[BEGIN Dataset extract]

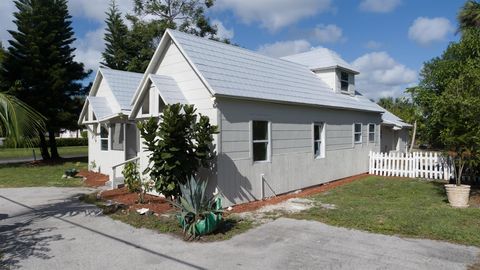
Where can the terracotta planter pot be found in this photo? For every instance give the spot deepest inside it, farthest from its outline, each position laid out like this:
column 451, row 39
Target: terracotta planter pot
column 458, row 195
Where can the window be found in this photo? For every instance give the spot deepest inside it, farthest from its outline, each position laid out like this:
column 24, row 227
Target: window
column 371, row 132
column 117, row 137
column 344, row 81
column 146, row 103
column 260, row 139
column 357, row 133
column 103, row 138
column 318, row 140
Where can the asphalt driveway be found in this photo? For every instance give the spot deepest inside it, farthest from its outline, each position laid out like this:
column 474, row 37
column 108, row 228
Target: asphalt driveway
column 48, row 228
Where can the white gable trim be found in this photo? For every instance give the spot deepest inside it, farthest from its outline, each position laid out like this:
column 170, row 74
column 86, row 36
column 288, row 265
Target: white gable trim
column 167, row 40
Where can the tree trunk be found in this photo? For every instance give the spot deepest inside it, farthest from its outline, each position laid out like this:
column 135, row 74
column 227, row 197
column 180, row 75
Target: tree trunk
column 43, row 147
column 53, row 145
column 413, row 135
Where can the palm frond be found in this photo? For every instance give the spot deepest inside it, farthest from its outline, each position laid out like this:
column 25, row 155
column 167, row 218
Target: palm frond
column 18, row 121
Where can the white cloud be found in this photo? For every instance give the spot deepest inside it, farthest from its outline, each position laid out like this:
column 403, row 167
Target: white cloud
column 273, row 14
column 379, row 6
column 89, row 48
column 328, row 33
column 381, row 75
column 222, row 31
column 284, row 48
column 373, row 45
column 427, row 30
column 95, row 9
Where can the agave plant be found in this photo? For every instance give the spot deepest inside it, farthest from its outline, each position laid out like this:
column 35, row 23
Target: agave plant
column 198, row 213
column 18, row 121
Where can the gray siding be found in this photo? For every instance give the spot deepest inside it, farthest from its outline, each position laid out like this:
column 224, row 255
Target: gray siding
column 292, row 165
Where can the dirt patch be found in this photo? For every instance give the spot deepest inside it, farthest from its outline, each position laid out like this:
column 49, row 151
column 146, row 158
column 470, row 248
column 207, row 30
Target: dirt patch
column 156, row 204
column 93, row 179
column 252, row 206
column 475, row 197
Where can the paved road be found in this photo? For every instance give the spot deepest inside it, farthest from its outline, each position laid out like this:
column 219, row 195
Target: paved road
column 48, row 228
column 22, row 160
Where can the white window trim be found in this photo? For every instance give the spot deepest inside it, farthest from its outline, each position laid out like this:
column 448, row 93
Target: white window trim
column 361, row 133
column 107, row 138
column 322, row 140
column 268, row 141
column 374, row 133
column 348, row 81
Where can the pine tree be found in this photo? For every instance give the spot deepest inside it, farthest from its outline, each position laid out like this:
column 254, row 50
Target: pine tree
column 116, row 48
column 40, row 64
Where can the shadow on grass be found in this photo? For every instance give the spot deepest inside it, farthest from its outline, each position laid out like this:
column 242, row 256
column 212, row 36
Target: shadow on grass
column 60, row 161
column 23, row 236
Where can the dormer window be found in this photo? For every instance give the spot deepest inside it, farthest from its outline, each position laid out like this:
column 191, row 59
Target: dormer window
column 344, row 81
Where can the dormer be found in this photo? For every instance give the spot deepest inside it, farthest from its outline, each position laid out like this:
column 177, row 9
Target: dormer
column 330, row 67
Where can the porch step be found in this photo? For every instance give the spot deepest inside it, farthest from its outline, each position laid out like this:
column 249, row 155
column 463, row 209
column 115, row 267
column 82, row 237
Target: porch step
column 116, row 182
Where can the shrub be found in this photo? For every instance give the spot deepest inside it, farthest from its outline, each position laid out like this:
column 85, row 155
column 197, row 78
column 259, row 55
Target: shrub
column 132, row 177
column 179, row 144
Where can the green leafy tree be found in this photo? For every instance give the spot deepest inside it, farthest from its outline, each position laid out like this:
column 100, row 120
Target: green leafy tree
column 184, row 15
column 449, row 97
column 180, row 143
column 116, row 54
column 39, row 68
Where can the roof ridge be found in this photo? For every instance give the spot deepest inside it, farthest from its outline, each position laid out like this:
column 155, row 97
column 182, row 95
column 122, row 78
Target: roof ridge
column 232, row 46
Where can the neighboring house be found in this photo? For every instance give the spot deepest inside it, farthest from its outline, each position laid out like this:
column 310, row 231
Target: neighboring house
column 112, row 138
column 285, row 124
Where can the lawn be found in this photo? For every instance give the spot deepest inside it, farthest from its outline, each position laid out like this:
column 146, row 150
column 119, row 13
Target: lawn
column 396, row 206
column 14, row 153
column 27, row 175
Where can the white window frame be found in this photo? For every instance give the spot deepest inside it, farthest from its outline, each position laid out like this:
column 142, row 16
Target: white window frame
column 355, row 133
column 370, row 132
column 347, row 81
column 106, row 138
column 321, row 140
column 268, row 141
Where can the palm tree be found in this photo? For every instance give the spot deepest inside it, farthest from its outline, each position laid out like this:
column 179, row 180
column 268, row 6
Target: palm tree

[END Dataset extract]

- **The request**
Copy the records above line for line, leaving out the pictures.

- **Response to the exercise**
Where can the terracotta planter pot be found in this photo? For every instance give the spot deepest inside it, farthest from its outline, each position laid out like this:
column 451, row 39
Target: terracotta planter pot
column 458, row 195
Where can the window be found in this photo? For every instance give the spot deepest inside it, farthest from its outline, each position laid out like this:
column 24, row 227
Target: window
column 371, row 132
column 117, row 137
column 344, row 81
column 146, row 103
column 260, row 139
column 357, row 133
column 103, row 138
column 318, row 140
Where can the asphalt driveway be found in this photo? For every instance give the spot deepest inside it, farthest from its outline, each position laid out like this:
column 474, row 37
column 108, row 228
Target: asphalt driveway
column 48, row 228
Where can the white gable trim be found in this photo? For every instance give the spot deepest inside it, farthest from its outline, each position laid out like this:
column 170, row 74
column 86, row 36
column 288, row 265
Target: white gable trim
column 167, row 40
Where can the tree trunk be found in this photo? For every instance give the spot deepest inside it, farthest from its outline, each position laid out like this:
column 135, row 74
column 227, row 197
column 180, row 75
Target: tree trunk
column 43, row 147
column 53, row 145
column 413, row 135
Where can the palm frond be found in this photo? For every instance give the spot deepest inside it, farthest from its outline, each position laid out like this:
column 25, row 155
column 167, row 218
Target: palm frond
column 18, row 121
Where can the white cloud be found in this photo? For every instance give the spot deepest inside it, farthest from its outline, each position laid out like this:
column 403, row 167
Target: white cloud
column 273, row 14
column 379, row 6
column 89, row 48
column 328, row 33
column 381, row 75
column 222, row 31
column 284, row 48
column 373, row 45
column 427, row 30
column 95, row 9
Where can the agave plant be found in this photo? For every instance give the spot deepest inside it, farthest from its outline, each position laid out like this:
column 35, row 23
Target: agave plant
column 198, row 213
column 18, row 121
Where can the gray siding be found in this photo? For every instance give the spot deepest inside it, farthest from its outline, each position laid out like this:
column 224, row 255
Target: gray siding
column 292, row 165
Where can the dirt patch be found in this photo? For every instance give the spot deepest inside it, farthest from its outline, each position laid out like this:
column 49, row 151
column 146, row 158
column 470, row 248
column 207, row 30
Target: dirt patch
column 156, row 204
column 93, row 179
column 252, row 206
column 475, row 197
Where can the paved road be found in this photo? For every instance give the spot deepest inside it, farthest from its outline, each position laid out like this:
column 219, row 195
Target: paved road
column 48, row 228
column 22, row 160
Where can the white window trim be found in this photo? For every instance give the spot deepest inside it, farthest from its outline, each position laid out like this:
column 448, row 93
Target: white window trim
column 361, row 133
column 107, row 138
column 322, row 140
column 268, row 141
column 374, row 133
column 348, row 81
Where can the pine tree be found in this photo? For every instance give the spot deepest inside it, farthest from its outline, each position laid out like this:
column 254, row 50
Target: pine tree
column 116, row 48
column 40, row 64
Where can the shadow on grass be found in this photo? For every instance give the spot deepest inside it, farthest from its outline, each position laid out like this:
column 242, row 256
column 212, row 36
Target: shadow on grass
column 60, row 161
column 23, row 236
Where can the dormer window be found in this photo? For every instance give the spot deepest inside it, farthest from its outline, each position laid out like this:
column 191, row 59
Target: dormer window
column 344, row 81
Where can the dormer be found in this photo? For every instance give the spot deepest inside it, farthest from its outline, each position laid out like this:
column 177, row 9
Target: dormer
column 330, row 67
Where can the porch step be found in this photo? For every instance give the spot deepest inside it, farthest from its outline, each position laid out like this:
column 249, row 155
column 463, row 209
column 115, row 267
column 82, row 237
Target: porch step
column 116, row 182
Where can the shrub be found in this photo? For every instance give the spot deepest inside it, farthest from its outline, each position laid out like this:
column 85, row 155
column 197, row 78
column 259, row 55
Target: shrub
column 132, row 177
column 179, row 144
Where can the green leafy tree be found in this photo? For every instance give the spot deepest inside it, farthest from its outline, each position laid out like this:
column 100, row 120
Target: green leafy tree
column 184, row 15
column 449, row 97
column 180, row 143
column 116, row 54
column 39, row 68
Where can the roof ridge be found in this photo? For every instance give the spot deepest inside it, farthest from its outline, each position laid out like this:
column 155, row 97
column 182, row 95
column 122, row 78
Target: roof ridge
column 232, row 46
Where can the neighboring house be found in this photo? For every instance give the spot deepest inside it, farthest from its outline, each position laid out like this:
column 310, row 231
Target: neighboring house
column 112, row 138
column 285, row 124
Where can the lawn be found in this photo? For every instance give the spot deepest inside it, farthest from its outline, each position laid out like this:
column 146, row 150
column 119, row 13
Target: lawn
column 396, row 206
column 14, row 153
column 27, row 175
Where can the white window frame be found in this photo? For every instance give the spot deepest inside it, farthest from its outline, each position laid out like this:
column 142, row 16
Target: white window frame
column 355, row 133
column 370, row 132
column 347, row 81
column 106, row 138
column 321, row 140
column 268, row 141
Where can the palm tree be found in this photo? For every instance give the spot deepest inside it, farthest from its outline, each position laid out like this:
column 179, row 180
column 268, row 6
Target: palm tree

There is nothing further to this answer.